═════ Extracted text ═════

He’s filed it last year, too, and vowed to file it every year until it passes.
Similar measures have passed in the Florida House, but never in the state Senate. This year, Senate President Bill Galvano, a Bradenton Republican, nixed any prospect of hearing campus-carry in that chamber.
Even Florida State University President John Thrasher, a former Republican speaker of the House, opposes the measure.
HB 271 — Abortion
Hill renewed his efforts to pass a fetal heartbeat bill this year after his proposal fell flat last year.
The bill would ban abortions in cases where a fetal heartbeat can be detected, which, as critics frequently point out, is often before a woman even knows she’s pregnant.
The bill carries a third-degree felony charge for any “person who knowingly or purposefully performs or induces an abortion on a pregnant woman with the specific intent of causing or abetting the termination of the life of the pre-born human being whose pre-born intrauterine heartbeat has been detected.”
The bill has sparked debate nationwide as other states have also sought to implement such laws. But it appears even too controversial for the Republican-led Florida Legislature. 2019 efforts failed after committees in both the House and Senate failed to take up the bill.
HB 119 — Sensory Deprivation Tanks
In this year’s version of “why is this even necessary,” Democratic Rep. Anna Eskamani filed a bill that would spell out in Florida law that these tanks are NOT swimming pools and prohibit agencies from regulating them as such.
If anyone has ever enjoyed (or hated) a sensory deprivation tank, they know that it is either a large bathtub in a very dark room or an enclosed pod with a body-sized tank.
The idea is to soak users in a tub full of body temperature water heavily saturated with salt to give the body the essence of nothingness. The salt allows the body to float. The water temperature makes it so the body doesn’t feel the water and the dark and silent atmosphere shuts out all feeling.
In no way, shape or fashion could such tanks be misconstrued as a swimming pool. But, OK.

═════

◆ **Directions**:
1. In the excerpt on Florida legislation, who filed the bill stating that sensory deprivation tanks are not swimming pools?
2. How would you render the sentence "The salt allows the body to float." from the excerpt on Florida legislation into Spanish?
3. Transcribe everything in the excerpt on Florida legislation from "He’s filed it" down to "flat last year.".

═════ Given data ═════

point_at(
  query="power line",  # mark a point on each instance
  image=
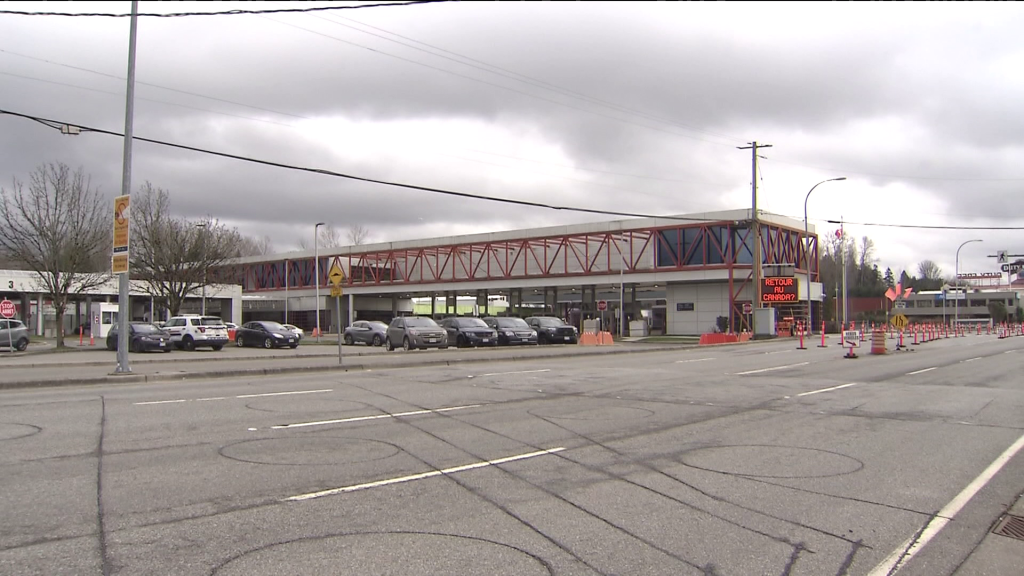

═════

◆ **Numbered answers**:
1. Democratic Rep. Anna Eskamani.

2. La sal permite que el cuerpo flote.

3.
He’s filed it last year, too, and vowed to file it every year until it passes.
Similar measures have passed in the Florida House, but never in the state Senate. This year, Senate President Bill Galvano, a Bradenton Republican, nixed any prospect of hearing campus-carry in that chamber.
Even Florida State University President John Thrasher, a former Republican speaker of the House, opposes the measure.
HB 271 — Abortion
Hill renewed his efforts to pass a fetal heartbeat bill this year after his proposal fell flat last year.